**PROMPT**
All lines from the one that contains "Can you find the dog's front" to the end of the data must be retyped exactly. Pictures are not retyped.

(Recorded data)
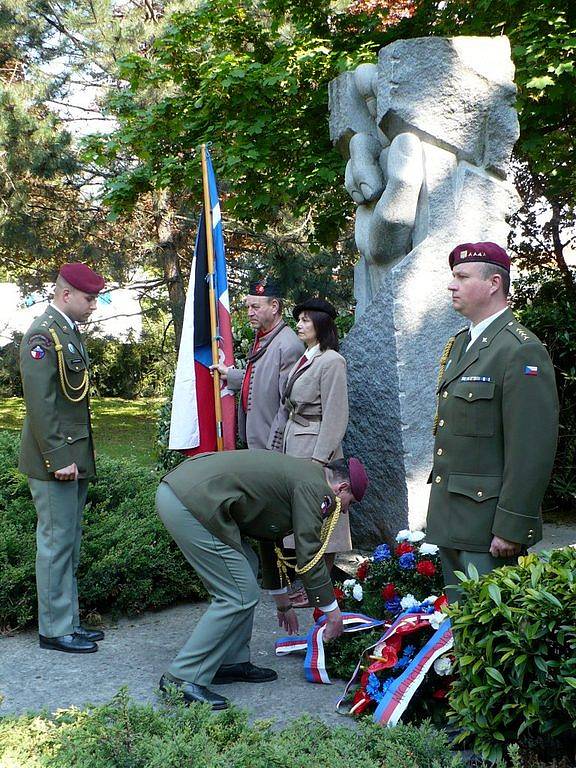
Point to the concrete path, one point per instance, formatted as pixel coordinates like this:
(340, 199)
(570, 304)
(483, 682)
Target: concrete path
(137, 651)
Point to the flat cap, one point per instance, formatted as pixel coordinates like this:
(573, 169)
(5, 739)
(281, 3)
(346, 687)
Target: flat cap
(81, 277)
(316, 305)
(489, 253)
(358, 478)
(265, 286)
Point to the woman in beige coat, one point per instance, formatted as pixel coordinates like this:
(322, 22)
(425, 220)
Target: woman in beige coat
(316, 400)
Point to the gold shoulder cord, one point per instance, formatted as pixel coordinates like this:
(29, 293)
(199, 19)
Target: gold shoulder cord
(443, 361)
(328, 526)
(67, 387)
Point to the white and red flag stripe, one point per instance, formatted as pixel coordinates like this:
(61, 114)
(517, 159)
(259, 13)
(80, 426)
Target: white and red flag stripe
(193, 420)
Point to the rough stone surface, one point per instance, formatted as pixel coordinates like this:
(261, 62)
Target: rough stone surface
(441, 111)
(418, 80)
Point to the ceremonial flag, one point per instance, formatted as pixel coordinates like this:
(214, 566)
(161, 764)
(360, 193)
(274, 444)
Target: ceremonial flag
(198, 423)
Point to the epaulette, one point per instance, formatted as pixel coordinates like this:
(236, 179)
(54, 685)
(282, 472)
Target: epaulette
(519, 332)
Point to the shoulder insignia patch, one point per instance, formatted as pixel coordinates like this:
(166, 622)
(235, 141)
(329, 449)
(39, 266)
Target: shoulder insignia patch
(37, 352)
(39, 338)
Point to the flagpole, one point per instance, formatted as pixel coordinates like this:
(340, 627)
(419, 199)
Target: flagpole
(212, 302)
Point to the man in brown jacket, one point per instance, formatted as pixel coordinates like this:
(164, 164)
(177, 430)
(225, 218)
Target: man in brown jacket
(261, 416)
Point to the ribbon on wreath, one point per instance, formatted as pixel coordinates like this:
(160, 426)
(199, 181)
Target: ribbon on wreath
(399, 694)
(313, 644)
(394, 702)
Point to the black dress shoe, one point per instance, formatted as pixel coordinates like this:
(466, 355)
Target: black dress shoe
(192, 693)
(246, 672)
(68, 644)
(89, 634)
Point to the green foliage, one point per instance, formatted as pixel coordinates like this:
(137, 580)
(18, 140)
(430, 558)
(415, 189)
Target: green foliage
(122, 733)
(515, 634)
(128, 564)
(546, 307)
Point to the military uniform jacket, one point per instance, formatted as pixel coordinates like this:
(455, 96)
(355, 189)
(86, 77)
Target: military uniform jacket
(264, 495)
(262, 426)
(495, 441)
(316, 401)
(56, 431)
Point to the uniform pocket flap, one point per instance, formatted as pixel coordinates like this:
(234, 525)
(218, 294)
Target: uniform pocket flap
(474, 390)
(75, 363)
(74, 432)
(312, 429)
(476, 487)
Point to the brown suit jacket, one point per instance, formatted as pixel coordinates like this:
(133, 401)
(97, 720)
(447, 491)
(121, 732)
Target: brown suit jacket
(316, 408)
(263, 424)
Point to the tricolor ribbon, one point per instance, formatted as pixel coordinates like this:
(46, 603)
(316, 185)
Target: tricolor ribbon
(395, 700)
(313, 644)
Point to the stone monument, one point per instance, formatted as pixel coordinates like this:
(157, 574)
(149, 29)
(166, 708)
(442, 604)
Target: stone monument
(428, 133)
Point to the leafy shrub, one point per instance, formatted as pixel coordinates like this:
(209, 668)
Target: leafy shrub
(545, 306)
(128, 564)
(515, 635)
(127, 369)
(126, 734)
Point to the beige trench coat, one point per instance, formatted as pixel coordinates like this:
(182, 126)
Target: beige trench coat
(317, 418)
(263, 424)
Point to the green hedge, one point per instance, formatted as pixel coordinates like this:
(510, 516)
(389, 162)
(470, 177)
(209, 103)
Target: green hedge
(133, 736)
(129, 562)
(515, 642)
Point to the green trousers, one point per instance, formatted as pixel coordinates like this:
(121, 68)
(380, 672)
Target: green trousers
(223, 634)
(459, 560)
(59, 507)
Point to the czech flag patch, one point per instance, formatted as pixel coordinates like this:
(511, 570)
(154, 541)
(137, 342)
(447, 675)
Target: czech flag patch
(37, 352)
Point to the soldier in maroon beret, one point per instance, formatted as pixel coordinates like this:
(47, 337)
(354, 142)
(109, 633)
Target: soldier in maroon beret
(496, 424)
(57, 452)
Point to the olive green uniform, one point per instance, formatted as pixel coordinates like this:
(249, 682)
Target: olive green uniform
(495, 444)
(56, 434)
(209, 504)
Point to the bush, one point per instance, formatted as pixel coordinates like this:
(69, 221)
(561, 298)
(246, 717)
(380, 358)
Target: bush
(515, 636)
(126, 734)
(128, 564)
(545, 306)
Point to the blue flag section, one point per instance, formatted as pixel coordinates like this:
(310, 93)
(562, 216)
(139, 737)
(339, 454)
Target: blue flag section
(193, 422)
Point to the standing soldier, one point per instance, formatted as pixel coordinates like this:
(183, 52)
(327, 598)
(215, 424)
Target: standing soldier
(496, 426)
(261, 416)
(57, 452)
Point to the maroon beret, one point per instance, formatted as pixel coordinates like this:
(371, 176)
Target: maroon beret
(358, 478)
(487, 252)
(265, 287)
(80, 276)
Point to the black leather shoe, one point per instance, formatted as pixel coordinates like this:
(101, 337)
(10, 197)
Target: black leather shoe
(68, 644)
(89, 634)
(192, 693)
(246, 672)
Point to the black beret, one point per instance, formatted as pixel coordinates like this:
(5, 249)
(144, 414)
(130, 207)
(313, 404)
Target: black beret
(316, 305)
(265, 287)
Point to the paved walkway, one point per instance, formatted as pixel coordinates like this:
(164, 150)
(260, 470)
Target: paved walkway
(137, 651)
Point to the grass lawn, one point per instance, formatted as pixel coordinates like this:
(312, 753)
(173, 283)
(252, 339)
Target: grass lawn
(122, 428)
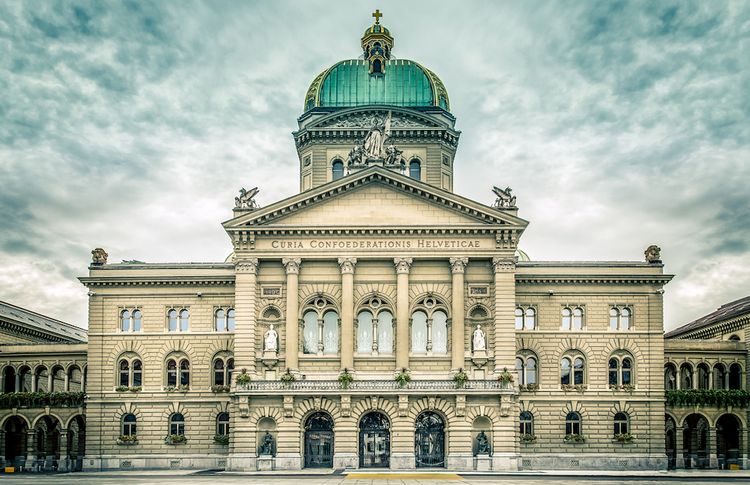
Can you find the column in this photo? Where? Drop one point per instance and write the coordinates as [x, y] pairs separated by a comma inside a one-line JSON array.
[[713, 455], [458, 266], [347, 312], [63, 463], [505, 305], [402, 311], [292, 310], [30, 450], [246, 273]]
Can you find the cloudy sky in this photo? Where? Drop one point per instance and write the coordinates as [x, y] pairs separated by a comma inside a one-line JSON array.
[[131, 126]]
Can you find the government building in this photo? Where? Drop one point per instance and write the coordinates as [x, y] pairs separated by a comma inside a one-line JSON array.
[[376, 319]]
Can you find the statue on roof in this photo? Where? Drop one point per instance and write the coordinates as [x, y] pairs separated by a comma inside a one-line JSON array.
[[246, 199], [504, 198]]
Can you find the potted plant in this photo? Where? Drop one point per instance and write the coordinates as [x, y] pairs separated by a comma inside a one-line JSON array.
[[221, 439], [505, 377], [402, 377], [243, 378], [574, 438], [345, 378], [175, 439], [287, 378], [460, 378], [624, 437], [127, 440]]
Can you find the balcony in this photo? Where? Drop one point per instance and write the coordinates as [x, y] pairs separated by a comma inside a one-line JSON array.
[[381, 387]]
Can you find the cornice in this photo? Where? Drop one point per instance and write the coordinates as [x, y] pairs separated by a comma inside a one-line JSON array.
[[593, 279], [93, 281]]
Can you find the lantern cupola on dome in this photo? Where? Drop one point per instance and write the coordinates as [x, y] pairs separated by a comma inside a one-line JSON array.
[[377, 44]]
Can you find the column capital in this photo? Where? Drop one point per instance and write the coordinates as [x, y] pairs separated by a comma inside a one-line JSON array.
[[402, 265], [247, 266], [291, 265], [504, 265], [458, 265], [347, 265]]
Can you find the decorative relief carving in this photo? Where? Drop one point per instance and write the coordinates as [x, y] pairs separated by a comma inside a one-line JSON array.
[[98, 257], [653, 254], [402, 265], [347, 265], [504, 198], [291, 265], [246, 199], [247, 266], [458, 265], [504, 265]]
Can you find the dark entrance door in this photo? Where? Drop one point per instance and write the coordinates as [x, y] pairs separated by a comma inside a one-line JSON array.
[[319, 441], [374, 441], [429, 440]]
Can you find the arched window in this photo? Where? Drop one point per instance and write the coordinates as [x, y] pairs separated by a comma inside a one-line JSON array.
[[320, 327], [620, 371], [42, 379], [572, 370], [527, 423], [230, 320], [125, 321], [670, 377], [621, 424], [619, 318], [137, 319], [337, 169], [184, 321], [703, 372], [686, 376], [415, 169], [419, 332], [566, 318], [220, 320], [172, 320], [128, 425], [222, 424], [440, 332], [177, 424], [735, 376], [573, 424], [526, 366], [525, 318]]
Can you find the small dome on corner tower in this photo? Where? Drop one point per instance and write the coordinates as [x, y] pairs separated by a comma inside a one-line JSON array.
[[377, 44]]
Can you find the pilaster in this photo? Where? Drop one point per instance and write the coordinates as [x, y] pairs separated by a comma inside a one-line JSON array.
[[403, 265]]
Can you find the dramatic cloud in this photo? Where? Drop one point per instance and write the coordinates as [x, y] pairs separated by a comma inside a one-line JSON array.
[[131, 125]]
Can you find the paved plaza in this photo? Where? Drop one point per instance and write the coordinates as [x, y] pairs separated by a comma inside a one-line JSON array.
[[389, 478]]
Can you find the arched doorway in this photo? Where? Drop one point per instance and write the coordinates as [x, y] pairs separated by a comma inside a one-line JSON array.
[[728, 440], [670, 429], [695, 441], [429, 440], [319, 441], [76, 442], [374, 441], [16, 432]]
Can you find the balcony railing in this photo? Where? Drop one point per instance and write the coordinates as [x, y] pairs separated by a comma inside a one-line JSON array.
[[375, 385], [11, 400]]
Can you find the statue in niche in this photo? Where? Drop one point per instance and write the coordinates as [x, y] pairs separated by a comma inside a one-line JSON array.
[[504, 198], [483, 444], [479, 339], [266, 447], [271, 340]]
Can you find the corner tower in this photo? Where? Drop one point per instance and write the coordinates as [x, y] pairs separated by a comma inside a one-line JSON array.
[[376, 110]]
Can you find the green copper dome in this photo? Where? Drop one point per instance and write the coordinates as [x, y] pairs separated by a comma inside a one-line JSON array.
[[403, 83]]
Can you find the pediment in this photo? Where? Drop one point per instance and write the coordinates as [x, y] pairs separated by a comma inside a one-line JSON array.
[[376, 197]]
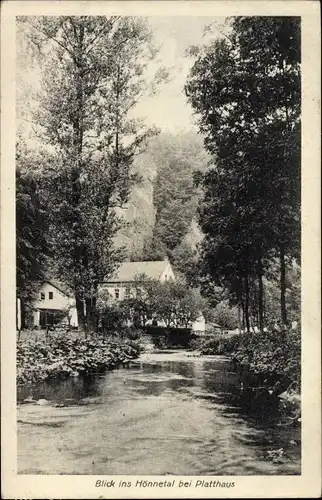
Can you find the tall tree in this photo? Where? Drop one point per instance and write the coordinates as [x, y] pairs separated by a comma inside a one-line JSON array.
[[31, 242], [246, 90], [93, 74]]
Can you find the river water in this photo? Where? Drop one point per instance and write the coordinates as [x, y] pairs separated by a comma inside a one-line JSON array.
[[168, 413]]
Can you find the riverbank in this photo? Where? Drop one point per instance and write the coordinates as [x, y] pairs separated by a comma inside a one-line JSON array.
[[63, 354], [170, 412], [269, 362]]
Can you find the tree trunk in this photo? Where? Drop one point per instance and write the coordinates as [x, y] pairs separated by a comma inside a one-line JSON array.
[[80, 314], [283, 285], [247, 305], [260, 296]]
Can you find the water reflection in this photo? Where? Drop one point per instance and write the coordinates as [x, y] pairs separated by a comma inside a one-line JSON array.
[[169, 413]]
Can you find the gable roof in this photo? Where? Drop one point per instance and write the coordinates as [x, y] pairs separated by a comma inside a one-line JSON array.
[[127, 271]]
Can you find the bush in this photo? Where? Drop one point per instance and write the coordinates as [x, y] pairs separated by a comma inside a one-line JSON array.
[[275, 355], [66, 354]]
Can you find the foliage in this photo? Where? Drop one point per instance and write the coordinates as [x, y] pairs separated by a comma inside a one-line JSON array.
[[93, 74], [275, 353], [67, 354], [174, 159], [245, 88], [225, 315], [170, 302]]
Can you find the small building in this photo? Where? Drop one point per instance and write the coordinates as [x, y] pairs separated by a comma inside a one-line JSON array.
[[54, 305]]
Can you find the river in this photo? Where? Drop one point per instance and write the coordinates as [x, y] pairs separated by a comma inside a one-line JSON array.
[[168, 413]]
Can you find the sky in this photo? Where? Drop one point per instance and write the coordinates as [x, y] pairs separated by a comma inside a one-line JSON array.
[[168, 110]]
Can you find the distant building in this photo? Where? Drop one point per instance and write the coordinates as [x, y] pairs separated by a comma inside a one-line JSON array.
[[125, 275], [55, 304]]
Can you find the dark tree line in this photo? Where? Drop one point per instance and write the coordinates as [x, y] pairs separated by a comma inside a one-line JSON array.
[[245, 89]]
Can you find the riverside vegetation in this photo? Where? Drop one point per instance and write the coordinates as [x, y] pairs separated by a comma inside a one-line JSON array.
[[270, 361]]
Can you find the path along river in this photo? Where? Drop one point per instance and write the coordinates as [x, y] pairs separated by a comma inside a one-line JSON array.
[[168, 413]]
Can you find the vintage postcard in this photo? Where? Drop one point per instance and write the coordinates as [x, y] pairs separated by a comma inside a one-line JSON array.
[[160, 249]]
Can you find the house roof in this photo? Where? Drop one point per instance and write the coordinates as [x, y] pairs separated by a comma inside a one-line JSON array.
[[127, 271], [60, 286]]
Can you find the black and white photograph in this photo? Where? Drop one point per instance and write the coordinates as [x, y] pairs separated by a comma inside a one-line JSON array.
[[158, 205]]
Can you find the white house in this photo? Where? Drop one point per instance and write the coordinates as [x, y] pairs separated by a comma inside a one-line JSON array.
[[52, 300], [123, 277], [158, 270]]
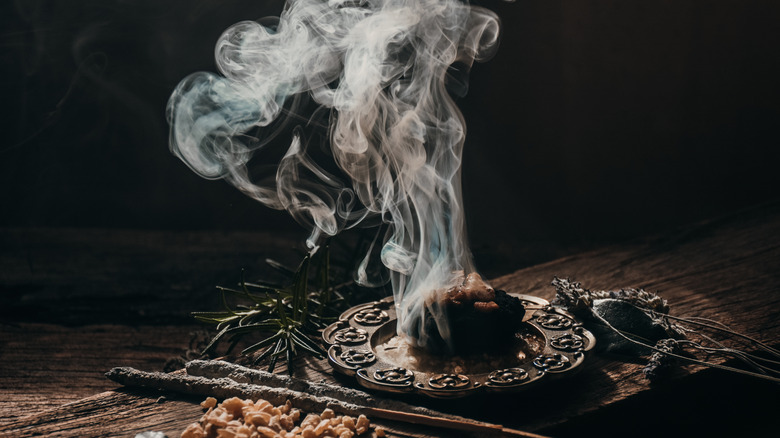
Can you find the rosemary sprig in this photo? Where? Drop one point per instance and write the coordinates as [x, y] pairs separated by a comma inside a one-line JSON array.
[[287, 318]]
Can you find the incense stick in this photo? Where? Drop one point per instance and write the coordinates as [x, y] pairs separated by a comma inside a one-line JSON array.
[[225, 387]]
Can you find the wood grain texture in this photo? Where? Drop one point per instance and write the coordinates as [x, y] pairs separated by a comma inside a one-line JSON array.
[[726, 269]]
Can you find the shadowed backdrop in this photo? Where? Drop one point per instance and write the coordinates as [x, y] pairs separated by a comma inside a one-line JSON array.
[[597, 121]]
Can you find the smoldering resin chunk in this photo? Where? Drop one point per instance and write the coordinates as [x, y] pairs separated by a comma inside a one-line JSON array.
[[479, 319]]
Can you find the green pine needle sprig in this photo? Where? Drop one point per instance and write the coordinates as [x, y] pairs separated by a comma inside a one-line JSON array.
[[288, 318]]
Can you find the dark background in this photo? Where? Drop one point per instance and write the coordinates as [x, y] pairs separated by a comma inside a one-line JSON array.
[[596, 122]]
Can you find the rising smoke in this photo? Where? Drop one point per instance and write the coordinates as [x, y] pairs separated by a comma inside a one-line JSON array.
[[383, 72]]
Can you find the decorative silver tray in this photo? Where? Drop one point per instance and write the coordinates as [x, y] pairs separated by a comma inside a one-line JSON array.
[[560, 345]]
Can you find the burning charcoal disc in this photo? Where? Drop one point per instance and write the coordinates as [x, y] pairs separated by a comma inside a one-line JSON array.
[[384, 361], [475, 331]]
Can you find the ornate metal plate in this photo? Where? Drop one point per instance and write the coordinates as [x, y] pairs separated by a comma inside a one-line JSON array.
[[558, 346]]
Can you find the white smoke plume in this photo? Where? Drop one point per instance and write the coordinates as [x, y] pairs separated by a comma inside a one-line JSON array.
[[380, 70]]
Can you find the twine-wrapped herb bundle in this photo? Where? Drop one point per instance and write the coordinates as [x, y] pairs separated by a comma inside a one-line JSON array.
[[637, 322]]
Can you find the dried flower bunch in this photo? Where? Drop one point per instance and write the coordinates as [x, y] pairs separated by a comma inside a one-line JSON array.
[[667, 339], [236, 418]]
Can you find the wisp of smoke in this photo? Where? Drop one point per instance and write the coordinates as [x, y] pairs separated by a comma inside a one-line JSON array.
[[383, 71]]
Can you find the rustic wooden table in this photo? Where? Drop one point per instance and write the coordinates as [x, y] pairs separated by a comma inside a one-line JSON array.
[[77, 302]]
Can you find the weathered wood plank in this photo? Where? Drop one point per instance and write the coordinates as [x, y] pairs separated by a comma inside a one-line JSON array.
[[726, 269], [43, 366]]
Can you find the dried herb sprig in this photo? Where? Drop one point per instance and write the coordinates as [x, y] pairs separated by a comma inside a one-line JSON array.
[[287, 317], [578, 300]]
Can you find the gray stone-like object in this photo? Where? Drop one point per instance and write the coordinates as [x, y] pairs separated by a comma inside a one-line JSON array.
[[626, 318]]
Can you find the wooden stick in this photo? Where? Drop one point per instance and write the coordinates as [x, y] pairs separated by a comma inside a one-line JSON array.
[[225, 387], [447, 423]]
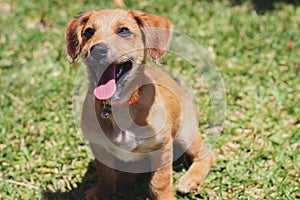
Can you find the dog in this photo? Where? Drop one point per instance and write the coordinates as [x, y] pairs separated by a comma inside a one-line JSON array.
[[133, 113]]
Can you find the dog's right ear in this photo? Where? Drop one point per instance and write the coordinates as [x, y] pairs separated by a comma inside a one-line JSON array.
[[73, 34]]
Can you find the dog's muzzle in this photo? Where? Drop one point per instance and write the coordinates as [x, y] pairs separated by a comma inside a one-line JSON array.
[[99, 51]]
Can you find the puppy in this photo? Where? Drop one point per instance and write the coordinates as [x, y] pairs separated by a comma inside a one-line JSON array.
[[133, 113]]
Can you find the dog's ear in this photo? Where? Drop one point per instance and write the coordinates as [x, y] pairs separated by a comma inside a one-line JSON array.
[[157, 32], [73, 34]]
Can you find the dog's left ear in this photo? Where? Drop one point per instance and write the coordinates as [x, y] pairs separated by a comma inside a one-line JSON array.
[[157, 32], [73, 34]]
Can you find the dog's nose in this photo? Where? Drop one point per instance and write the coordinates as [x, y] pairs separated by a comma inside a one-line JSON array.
[[99, 51]]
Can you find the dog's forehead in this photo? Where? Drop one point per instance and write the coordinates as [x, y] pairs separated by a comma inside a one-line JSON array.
[[111, 17]]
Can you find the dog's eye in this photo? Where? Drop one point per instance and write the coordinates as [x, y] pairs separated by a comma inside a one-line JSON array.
[[88, 33], [123, 32]]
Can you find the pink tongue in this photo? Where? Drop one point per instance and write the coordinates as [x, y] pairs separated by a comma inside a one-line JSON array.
[[105, 91]]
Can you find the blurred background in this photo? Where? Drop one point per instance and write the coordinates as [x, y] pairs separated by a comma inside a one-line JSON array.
[[256, 47]]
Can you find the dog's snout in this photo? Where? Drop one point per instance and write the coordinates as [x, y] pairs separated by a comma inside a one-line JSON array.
[[99, 51]]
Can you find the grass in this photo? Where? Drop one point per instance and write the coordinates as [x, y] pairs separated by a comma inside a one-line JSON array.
[[257, 54]]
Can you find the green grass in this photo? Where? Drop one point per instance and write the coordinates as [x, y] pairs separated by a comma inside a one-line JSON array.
[[258, 151]]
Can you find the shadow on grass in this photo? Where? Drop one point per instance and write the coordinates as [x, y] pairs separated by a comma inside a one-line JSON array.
[[136, 190], [262, 6]]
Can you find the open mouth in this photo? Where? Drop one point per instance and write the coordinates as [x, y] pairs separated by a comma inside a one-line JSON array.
[[107, 83]]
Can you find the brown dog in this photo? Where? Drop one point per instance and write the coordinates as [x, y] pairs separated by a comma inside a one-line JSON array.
[[133, 113]]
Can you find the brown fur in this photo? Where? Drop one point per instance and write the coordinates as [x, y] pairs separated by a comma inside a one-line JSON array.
[[175, 105]]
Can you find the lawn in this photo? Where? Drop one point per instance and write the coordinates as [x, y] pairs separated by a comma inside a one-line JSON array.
[[255, 48]]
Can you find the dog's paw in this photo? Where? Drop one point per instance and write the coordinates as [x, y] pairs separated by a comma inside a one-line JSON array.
[[188, 184]]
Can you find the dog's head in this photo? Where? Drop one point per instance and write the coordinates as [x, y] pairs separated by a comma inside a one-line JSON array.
[[113, 44]]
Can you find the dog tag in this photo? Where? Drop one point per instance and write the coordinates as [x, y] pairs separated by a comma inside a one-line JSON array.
[[105, 113], [106, 110]]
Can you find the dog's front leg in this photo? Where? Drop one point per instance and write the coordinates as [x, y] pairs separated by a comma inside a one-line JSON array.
[[161, 179]]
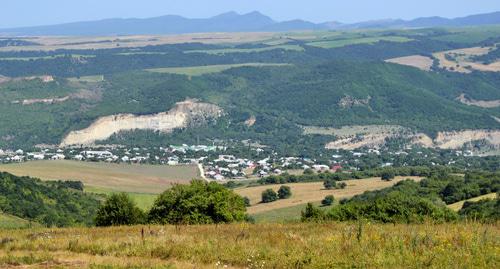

**SOLVED PROBLEM**
Can you find the dog's front leg in this photo? Where? Drop one point per instance and write the coordinates as [x, y] pairs separated by a comma inside a one-line JSON array.
[[161, 179]]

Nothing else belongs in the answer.